Produce an exact copy of the lines from the line containing "Objective — a point for each instance of the grass" through the last line of the listing below, both ends included, and nothing else.

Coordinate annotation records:
━━━━━━━━━━━━━━━━━━━━
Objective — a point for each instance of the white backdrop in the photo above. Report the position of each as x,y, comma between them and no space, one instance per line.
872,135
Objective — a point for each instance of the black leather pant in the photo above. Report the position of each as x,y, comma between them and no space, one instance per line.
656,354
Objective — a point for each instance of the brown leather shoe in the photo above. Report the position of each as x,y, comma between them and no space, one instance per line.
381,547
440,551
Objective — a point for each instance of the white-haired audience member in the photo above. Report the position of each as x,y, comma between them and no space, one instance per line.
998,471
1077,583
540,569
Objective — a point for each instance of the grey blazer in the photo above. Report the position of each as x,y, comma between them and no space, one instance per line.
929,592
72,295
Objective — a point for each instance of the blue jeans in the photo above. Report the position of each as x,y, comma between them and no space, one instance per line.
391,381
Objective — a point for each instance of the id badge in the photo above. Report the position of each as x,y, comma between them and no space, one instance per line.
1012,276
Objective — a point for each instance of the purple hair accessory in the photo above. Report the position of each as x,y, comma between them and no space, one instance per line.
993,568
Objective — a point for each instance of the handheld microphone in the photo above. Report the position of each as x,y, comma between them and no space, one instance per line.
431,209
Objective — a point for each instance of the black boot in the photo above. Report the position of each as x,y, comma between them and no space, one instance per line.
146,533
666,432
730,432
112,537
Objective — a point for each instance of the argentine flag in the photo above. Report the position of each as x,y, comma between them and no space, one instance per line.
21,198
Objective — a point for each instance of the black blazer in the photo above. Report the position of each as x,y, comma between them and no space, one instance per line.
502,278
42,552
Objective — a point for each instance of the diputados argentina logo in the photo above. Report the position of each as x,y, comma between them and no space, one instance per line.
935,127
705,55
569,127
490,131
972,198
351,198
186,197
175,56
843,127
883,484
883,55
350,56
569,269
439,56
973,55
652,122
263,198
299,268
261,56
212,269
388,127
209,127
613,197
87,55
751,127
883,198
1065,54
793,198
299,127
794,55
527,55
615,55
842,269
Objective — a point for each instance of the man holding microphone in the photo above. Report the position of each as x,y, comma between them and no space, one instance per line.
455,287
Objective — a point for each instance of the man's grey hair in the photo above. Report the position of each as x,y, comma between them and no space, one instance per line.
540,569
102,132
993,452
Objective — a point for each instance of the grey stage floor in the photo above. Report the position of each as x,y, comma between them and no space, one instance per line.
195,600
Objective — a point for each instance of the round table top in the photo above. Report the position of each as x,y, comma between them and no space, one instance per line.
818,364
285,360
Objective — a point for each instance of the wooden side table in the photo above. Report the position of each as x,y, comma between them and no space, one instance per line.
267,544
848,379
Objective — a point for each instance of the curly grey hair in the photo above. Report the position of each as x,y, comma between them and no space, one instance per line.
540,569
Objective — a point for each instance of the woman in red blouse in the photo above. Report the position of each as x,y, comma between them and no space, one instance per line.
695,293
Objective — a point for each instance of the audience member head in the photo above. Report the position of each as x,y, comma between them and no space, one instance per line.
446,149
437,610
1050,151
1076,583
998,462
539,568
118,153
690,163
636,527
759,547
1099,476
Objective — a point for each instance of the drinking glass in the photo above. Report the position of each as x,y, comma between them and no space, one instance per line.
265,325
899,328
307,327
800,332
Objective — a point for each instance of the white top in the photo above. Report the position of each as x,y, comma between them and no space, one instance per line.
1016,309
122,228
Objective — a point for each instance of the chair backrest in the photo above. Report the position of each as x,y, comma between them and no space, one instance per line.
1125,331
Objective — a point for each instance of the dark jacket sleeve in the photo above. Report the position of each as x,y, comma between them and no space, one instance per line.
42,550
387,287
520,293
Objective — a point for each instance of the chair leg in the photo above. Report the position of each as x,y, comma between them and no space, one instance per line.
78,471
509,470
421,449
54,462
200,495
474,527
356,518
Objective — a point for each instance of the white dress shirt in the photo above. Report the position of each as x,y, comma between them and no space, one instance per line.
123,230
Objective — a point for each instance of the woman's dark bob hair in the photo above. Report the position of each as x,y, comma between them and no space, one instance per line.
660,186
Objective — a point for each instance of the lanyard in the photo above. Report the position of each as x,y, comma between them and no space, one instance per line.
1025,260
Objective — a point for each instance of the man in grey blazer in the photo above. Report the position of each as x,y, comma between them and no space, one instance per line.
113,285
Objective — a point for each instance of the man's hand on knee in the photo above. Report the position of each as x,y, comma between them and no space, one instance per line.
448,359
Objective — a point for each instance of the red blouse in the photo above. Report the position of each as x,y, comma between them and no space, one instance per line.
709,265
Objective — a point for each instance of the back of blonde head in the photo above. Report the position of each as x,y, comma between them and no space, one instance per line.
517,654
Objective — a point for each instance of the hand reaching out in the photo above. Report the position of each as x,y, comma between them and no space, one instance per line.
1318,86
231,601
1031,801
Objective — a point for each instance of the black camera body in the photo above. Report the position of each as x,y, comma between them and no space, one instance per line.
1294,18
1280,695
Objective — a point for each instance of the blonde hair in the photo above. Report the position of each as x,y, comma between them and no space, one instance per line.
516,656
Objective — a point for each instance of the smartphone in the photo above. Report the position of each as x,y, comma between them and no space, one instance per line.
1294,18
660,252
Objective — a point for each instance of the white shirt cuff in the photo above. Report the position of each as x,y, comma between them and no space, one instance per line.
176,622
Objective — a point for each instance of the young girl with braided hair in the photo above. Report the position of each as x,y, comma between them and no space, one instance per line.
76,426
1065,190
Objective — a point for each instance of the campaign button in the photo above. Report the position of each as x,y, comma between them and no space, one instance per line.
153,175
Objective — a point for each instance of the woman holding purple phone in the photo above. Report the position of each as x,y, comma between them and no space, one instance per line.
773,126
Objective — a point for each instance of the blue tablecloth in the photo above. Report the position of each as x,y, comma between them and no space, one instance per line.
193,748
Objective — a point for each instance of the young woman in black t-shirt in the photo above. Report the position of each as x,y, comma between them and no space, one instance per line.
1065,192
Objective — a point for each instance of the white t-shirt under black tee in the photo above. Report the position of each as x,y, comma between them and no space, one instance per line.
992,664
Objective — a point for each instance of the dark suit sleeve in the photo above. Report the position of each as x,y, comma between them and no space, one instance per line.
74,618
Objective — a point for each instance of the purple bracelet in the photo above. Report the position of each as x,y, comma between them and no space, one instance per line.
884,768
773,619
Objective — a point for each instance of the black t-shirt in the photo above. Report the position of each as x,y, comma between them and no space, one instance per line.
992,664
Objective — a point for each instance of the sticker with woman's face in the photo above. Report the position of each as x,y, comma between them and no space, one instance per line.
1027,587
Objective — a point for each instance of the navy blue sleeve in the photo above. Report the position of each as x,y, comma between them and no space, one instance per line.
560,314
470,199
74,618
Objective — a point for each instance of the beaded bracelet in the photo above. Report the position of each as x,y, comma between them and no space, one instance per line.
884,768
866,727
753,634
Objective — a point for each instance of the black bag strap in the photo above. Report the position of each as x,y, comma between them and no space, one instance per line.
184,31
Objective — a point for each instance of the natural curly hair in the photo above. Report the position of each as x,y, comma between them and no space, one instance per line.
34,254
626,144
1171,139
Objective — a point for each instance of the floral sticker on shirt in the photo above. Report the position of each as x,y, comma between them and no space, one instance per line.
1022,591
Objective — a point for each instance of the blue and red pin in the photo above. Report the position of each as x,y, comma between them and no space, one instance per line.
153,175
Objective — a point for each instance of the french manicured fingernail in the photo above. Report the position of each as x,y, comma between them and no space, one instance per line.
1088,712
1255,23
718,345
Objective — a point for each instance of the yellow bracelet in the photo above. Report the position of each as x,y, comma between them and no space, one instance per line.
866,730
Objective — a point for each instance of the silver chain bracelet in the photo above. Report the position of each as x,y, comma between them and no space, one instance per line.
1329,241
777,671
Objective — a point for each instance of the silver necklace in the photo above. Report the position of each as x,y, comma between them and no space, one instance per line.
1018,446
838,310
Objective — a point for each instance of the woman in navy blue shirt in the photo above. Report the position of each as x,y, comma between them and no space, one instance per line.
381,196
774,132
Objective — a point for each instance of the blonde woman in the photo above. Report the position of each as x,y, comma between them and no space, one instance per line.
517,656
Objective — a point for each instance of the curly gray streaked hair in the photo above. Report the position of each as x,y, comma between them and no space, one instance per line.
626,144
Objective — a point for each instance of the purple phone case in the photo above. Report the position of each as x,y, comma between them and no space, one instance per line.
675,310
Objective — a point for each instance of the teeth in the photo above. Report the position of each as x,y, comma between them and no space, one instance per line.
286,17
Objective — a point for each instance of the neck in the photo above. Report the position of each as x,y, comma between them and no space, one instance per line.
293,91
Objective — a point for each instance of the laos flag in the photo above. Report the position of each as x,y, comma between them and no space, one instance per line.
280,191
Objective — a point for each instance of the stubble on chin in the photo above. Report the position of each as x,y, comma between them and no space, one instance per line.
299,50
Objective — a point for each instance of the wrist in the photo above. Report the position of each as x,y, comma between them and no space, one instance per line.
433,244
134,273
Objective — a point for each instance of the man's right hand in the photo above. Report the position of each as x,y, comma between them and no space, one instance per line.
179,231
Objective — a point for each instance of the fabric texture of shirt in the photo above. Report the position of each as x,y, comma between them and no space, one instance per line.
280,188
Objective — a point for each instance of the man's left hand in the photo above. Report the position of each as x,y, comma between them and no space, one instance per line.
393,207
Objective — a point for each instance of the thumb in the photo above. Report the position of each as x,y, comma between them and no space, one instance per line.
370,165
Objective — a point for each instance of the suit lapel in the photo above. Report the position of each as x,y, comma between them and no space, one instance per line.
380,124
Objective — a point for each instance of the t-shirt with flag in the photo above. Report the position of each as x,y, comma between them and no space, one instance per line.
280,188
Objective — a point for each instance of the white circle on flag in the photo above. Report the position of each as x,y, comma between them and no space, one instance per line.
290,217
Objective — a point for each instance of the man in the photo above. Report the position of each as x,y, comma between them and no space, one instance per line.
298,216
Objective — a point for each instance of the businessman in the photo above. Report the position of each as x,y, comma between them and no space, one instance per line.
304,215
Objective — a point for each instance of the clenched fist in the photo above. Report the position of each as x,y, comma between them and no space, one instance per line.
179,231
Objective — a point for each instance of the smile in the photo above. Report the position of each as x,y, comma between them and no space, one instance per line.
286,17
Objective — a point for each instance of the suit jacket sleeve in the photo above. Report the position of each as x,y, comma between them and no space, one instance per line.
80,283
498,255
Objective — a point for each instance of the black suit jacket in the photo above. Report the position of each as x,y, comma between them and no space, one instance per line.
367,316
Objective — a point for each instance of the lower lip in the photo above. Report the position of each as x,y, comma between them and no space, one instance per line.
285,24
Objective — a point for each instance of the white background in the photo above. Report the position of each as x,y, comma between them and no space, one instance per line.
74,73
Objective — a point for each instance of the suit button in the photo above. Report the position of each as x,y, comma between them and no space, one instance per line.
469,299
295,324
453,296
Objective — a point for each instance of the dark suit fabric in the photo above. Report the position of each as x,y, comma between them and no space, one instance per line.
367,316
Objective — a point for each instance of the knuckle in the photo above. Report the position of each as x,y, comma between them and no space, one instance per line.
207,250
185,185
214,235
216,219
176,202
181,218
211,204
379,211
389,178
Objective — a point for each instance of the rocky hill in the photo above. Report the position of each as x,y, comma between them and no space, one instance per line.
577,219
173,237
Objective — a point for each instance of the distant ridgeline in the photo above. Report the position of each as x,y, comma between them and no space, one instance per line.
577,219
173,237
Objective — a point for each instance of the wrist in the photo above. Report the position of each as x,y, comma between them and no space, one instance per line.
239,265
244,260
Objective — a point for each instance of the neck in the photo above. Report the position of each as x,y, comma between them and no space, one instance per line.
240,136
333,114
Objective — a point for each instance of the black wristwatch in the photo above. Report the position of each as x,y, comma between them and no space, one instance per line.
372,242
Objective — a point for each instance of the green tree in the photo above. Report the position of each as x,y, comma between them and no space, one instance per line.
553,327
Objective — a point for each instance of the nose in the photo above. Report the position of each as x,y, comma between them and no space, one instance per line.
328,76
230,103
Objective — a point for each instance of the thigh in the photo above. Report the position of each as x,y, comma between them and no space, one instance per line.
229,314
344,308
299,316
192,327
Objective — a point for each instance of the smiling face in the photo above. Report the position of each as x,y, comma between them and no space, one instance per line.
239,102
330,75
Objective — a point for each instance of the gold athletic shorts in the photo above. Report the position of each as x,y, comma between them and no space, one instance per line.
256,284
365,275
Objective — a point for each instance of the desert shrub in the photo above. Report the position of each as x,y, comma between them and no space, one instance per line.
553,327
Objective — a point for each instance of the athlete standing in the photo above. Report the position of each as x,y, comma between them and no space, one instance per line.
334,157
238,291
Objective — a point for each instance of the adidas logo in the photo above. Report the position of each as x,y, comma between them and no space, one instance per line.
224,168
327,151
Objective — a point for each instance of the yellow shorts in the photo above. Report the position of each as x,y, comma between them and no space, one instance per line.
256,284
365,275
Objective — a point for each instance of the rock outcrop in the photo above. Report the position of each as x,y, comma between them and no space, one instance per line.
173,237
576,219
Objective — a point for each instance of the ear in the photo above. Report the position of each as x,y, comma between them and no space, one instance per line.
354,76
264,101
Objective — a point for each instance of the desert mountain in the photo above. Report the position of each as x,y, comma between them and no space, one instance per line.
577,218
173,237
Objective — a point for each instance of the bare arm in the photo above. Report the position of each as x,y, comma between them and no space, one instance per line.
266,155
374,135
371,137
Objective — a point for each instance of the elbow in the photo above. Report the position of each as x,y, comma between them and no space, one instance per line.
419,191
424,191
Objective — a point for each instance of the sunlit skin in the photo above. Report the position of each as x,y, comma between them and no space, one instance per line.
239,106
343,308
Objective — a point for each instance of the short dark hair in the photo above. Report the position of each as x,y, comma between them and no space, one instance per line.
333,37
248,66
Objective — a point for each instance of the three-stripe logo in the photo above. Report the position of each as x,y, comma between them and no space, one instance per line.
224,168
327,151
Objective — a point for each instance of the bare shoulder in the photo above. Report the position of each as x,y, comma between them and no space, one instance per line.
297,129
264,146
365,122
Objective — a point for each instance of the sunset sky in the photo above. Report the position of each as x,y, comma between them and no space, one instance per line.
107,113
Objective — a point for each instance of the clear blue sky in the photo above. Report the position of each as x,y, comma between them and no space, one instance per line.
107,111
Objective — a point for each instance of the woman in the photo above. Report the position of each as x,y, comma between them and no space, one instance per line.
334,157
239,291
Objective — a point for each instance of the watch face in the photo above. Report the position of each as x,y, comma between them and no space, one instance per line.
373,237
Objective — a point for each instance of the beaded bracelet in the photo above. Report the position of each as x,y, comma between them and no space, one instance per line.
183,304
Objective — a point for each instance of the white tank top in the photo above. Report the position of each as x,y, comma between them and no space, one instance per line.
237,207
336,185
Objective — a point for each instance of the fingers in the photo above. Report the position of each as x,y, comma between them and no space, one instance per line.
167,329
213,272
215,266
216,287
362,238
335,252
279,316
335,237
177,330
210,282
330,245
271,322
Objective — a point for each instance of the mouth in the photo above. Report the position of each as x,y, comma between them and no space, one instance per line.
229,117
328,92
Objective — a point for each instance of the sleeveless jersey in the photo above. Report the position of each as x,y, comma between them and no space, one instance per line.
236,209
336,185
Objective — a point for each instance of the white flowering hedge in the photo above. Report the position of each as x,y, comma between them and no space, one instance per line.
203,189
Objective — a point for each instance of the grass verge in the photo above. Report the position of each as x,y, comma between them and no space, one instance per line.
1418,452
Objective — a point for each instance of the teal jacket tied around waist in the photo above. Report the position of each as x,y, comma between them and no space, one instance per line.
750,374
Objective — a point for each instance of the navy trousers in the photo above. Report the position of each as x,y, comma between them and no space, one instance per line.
━━━━━━━━━━━━━━━━━━━━
* **WRITTEN RESPONSE**
Objective — a point for each instance of the grass verge in the photo above. Report the position of each as x,y, comma between them and no space, one instance per line.
1418,452
Objective — a point for each instance of the teal jacket tied around waist in the photo above. Report the position of each as x,y, comma between them and no space, one instance per line.
750,374
Objective — a point for each instance of the navy trousers in the photo above. Report the position of each as x,y, comma between them and no space, one instance per line.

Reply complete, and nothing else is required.